# Source text:
## START

Federal officers walk through tear gas in front of the ICE detention building in Portland, Oregon, in August 2020.
Nathan Howard/Getty Images

In Portland, Oregon, Trump’s Immigration and Customs Enforcement agency’s use of chemical weapons has chased away a K-8 school just weeks before the start of the academic year, Rolling Stone reports.

The Cottonwood School, a publicly funded charter school, was, until this month, located adjacent to the city’s ICE facility. But in recent months, as protests against Trump’s mass deportations ramped up around the facility, ICE agents began to deploy tear gas against demonstrators.

According to the school’s executive director, Laura Cartwright, chemical munitions began to stray onto school grounds.

“At the end of the school year, we started noticing more activity at the ICE building, and there were chemicals being used on a regular basis and munitions being found on our playground,” she told local NBC affiliate KGW.

Cartwright also told Portland’s ABC affiliate that they were finding the munitions on a daily basis.“We were getting footage in the evenings of green gases, and gases being used near our gardens and enveloping our area,” she said.

## END

# Listed records:
## START

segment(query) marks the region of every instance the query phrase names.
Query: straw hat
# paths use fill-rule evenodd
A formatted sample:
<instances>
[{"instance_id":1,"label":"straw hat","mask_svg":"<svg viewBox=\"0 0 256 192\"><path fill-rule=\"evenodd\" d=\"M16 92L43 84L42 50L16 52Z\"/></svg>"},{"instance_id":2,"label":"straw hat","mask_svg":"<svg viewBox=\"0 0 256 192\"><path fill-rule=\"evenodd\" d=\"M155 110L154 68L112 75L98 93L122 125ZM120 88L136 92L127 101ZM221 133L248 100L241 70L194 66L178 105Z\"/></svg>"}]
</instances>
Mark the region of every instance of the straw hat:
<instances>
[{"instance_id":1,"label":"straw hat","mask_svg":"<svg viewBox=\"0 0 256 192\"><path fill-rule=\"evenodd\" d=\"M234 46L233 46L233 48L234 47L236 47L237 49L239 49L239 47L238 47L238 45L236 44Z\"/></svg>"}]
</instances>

## END

# What to do:
1. In the text about the Portland school, who is the executive director of the Cottonwood School?
2. Pick up the text about the Cottonwood School and ICE's use of tear gas in Portland from its last sentence and keep it going.
The records were drawn from a separate source.

# Answers for the tasks:
1. Laura Cartwright.

2.
As Rolling Stone reported, in June, the fence of the school’s play area displayed a laminated message. Its reported content, which matches a statement Cottonwood posted to Facebook, denounced the “harm being inflicted on our neighbors, ecosystem, students and school” and called on ICE to cease using weapons such as tear gas, “‘green’ gas, pepper balls, and rubber bullets reported near our campus.”

This isn’t the first time they’ve experienced this, Cartwright told Rolling Stone. The school, after all, weathered protests against police brutality in Portland in 2020. (Per KGW, the school emerged from that summer relatively unscathed.)

Historically, the Cottonwood School has operated “harmoniously with the protesters,” Cartwright explained to Rolling Stone. “Our issue is the chemical weapons being used against them that were impacting our space.… We can’t have children picking up a plastic tear-gas ball that’s going to pop.”

As enrollment began to take a hit and it became clear that remaining in place was untenable, the school ultimately decamped to another Portland neighborhood.